SOURCE EXTRACT

_ _ _ _ _

Launching a new EC2 instance and installing the database software is pretty simple however for convenience we have the Galaxy Zoo database image saved out as a custom AMI.

2. Update server and install database engine

Launching a new EC2 image without a database engine installed means that you probably need to update the server software (e.g. apt-get update on Ubuntu) and then install MySQL or your database of choice.

3. Create a new Elastic Block Store volume and attach it to your instance

Next up you need to create a new EBS volume, attach it to the EC2 instance and format the filesystem on the EBS volume.

4. Create database

Setting up a new database instance on EC2 is clearly non-trivial and requires knowledge of EBS, mount points, filesystems, not to mention configuring the MySQL settings for the chosen size of EC2 instance that you have.

» A different way?

With the introduction of RDS, Amazon has removed almost all of the difficulty in setting up and configuring a new MySQL database that is both scalable and reliable. Creating a new database instance now is as simple as issuing a single command:

>> rds-create-db-instance --db-instance-identifier mydatabase --allocated-storage 20 --db-instance-class db.m1.small --engine MySQL5.1 --master-username root --master-user-password password

With this command I have created a new m1.small MySQL 5.1 database server with 20Gb of storage and configured the master username and password. Provisioning a new RDS instance took a few minutes and during the provisioning you can check on the progress with the command: >> rds-describe-db-instances Once available, your new RDS instance is given a hostname that you can then use to connect with the standard MySQL port of 3306. Actually, it’s not quite that simple - before you can connect you need to assign which AWS security groups are allowed to connect to your RDS instances. I found this step a little confusing but essentially you need to configure is which EC2 instances running under their respective security groups are allowed to connect. For Galaxy Zoo, we have a default security group for all of our web servers called ‘web’ and so to allow access from these servers I had to add this ‘web’ security group to the defaults for the RDS servers:

>> rds-authorize-db-security-group-ingress default --ec2-security-group-name web --ec2-security-group-owner-id 1234567789

» The devil is in the details

At this point you have a RDS instance running MySQL 5.1 ready and waiting to serve up your databases. That’s not where the benefits stop though - not only do you get the ease of creating new database instances but there are some very nice extras you also get by using the service.

» Scaling/resizing

At Galaxy Zoo, we usually our main ‘classifications’ database on a single EC2 small instance. In the last 8 months we’ve received something close of 45 million classifications and while the database has started to get a little sluggish, by writing user classifications to SQS and processing them asynchronously we are able to keep the site feeling nippy. Each month however, we try to send a newsletter to our 250,000 strong community and the increased load that this causes on the database means that for a couple of days we switch to a m1.large instance. The overhead of switching database servers is pretty annoying - place the site into maintenance mode, stop the MySQL server, detach the EBS volume, launch a new EC2 instance, attach the EBS volume to the new server… the list goes on. With RDS not only can you change the amount of disk space available to your RDS instance but you can also dynamically resize the server size (i.e. RAM/CPU). I can see that this is going to be a real win for us.

_ _ _ _ _

DATASET EXCERPTS
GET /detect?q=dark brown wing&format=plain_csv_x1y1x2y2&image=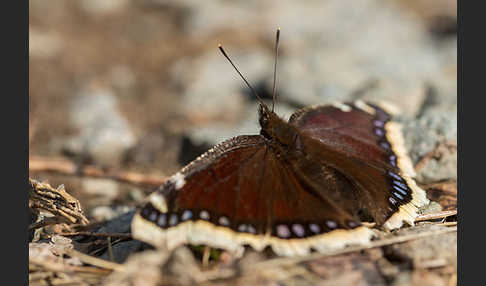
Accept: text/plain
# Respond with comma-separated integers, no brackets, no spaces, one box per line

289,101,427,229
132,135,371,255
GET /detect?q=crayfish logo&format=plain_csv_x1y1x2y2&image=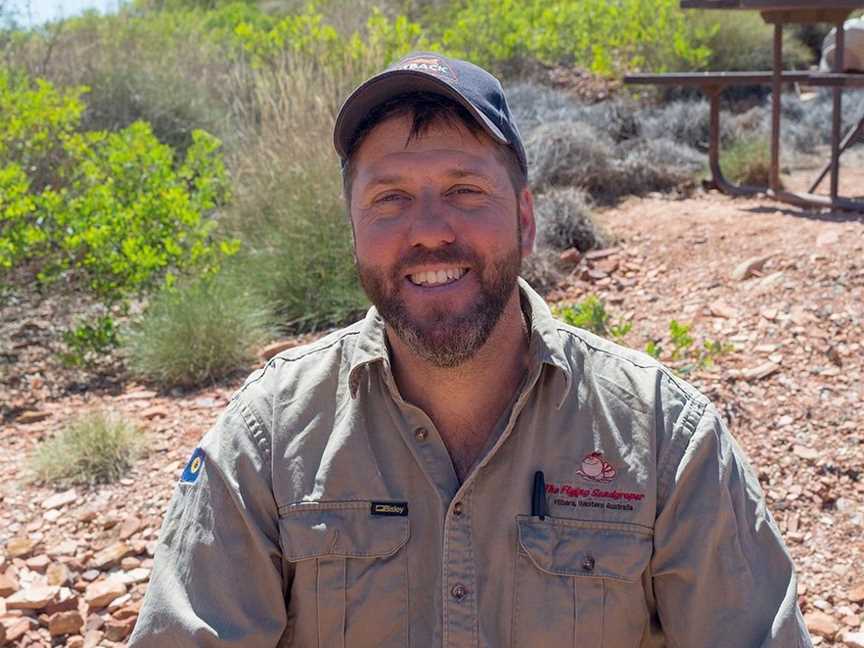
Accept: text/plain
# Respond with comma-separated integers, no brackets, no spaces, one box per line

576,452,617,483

_ _ _ _ _

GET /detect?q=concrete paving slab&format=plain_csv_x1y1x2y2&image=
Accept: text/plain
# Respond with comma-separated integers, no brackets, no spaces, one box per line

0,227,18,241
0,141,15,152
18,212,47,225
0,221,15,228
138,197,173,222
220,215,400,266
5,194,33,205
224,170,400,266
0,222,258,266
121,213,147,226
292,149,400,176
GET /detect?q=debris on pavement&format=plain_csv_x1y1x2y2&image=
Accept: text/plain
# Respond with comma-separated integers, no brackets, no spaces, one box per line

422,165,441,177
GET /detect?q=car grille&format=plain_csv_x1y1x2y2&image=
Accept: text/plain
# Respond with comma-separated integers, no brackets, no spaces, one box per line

_ _ _ _ _

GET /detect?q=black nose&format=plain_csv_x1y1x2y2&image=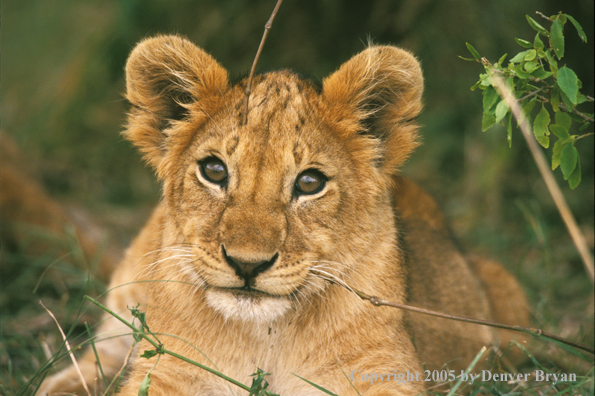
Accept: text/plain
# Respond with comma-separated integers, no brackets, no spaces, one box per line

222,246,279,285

_ _ _ _ _

SET EXERCISE A
Answer each question from the Amazon RDS excerpt, one line per answer, marked (i), (ii), (iii) to match.
(i) How much storage does the example rds-create-db-instance command allocate?
(ii) What is the name of the security group used for all the Galaxy Zoo web servers?
(iii) What instance size does Galaxy Zoo switch its database to for a couple of days around the monthly newsletter?
SET EXERCISE B
Continue the Amazon RDS excerpt with a paragraph that picks up after its final sentence.

WRITTEN ANSWER A
(i) 20Gb
(ii) web
(iii) m1.large

WRITTEN ANSWER B
» A tuned MySQL instance

If there’s on thing that my time at The Sanger Institute taught me, it’s that managing and scaling large databases is a dark art. For the majority of small web applications it’s not crucial whether the MySQL server configuration you’re running is absolutely optimised for your hardware however now that we’re reaching the limits of our current instance size, making sure the MySQL server is well configured is becoming important. Deciding how large your innodb_buffer_pool or key_buffer size should be is not obvious for most of us and so having a MySQL server configured to work well for the resources available to it is very comforting. Over the next couple of days I’m going to be benchmarking our standard MySQL setup to see how it compares against a RDS instance with the same resources. Watch this space!

Elastic Load Balancing on EC2 redux

A few months back I wrote about how we switched the Galaxy Zoo HAProxy load balancers to Amazon Web Services (AWS) Elastic Load Balancers (ELB). At that point we had basically just swapped out HAProxy (running on its own EC2 small instance) for an ELB but weren’t making any use of the auto-scaling features also on offer. For the past few days I’ve been playing around with auto-scaling our API layer with the ELB that’s already in place and this morning I pushed the changes into production.

» Getting started

As I mentioned earlier, we already had an ELB in place so we didn’t need to create a new one - instead we’re adding here auto-scaling to an ELB that’s already in place. For completeness however, this is the command used to create the original ELB:

>> elb-create-lb ApiLoadBalancer --zones us-east-1b --listener "lb-port=80, instance-port=80, protocol=TCP" --listener "lb-port=443, instance-port=8443, protocol=TCP"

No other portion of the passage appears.